# Data for this exercise start

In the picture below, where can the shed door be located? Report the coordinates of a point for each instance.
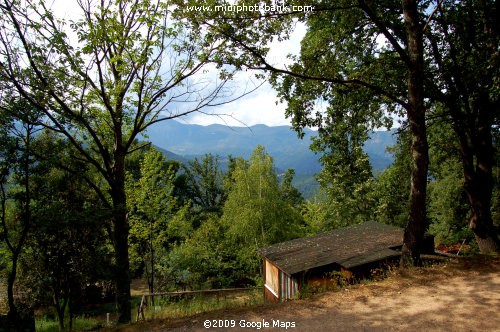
(272, 278)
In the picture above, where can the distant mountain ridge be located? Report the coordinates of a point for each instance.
(189, 141)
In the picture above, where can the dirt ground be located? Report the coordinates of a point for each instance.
(459, 295)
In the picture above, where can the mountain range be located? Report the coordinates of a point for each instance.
(183, 142)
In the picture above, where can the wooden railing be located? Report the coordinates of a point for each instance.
(144, 299)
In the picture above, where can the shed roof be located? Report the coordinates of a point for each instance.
(349, 247)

# Data for this exercise end

(Given problem) Rewrite all of the material above with "Report the coordinates" substituted by "Give the coordinates" throughout, leaving everything else unchanged. Omit the pictures from the output.

(Exercise response)
In the picture below, where can the shed door be located? Give the coordinates of a point for each instance.
(272, 278)
In the picture above, where can the distant mountain ridge be located? Give the coordinates of a point for each instance.
(189, 141)
In the picture above, where can the dirt ground be located? Give the coordinates of a point for each instance.
(459, 295)
In the picture above, where can the mountain range be located? Give the coordinates of a point for each instance.
(183, 142)
In the picture above, where can the wooden railing be located? Give the coordinates of a point for each instance.
(144, 299)
In the picture above, where can the shed roof be located? Give the coordinates of a point for each instance.
(349, 247)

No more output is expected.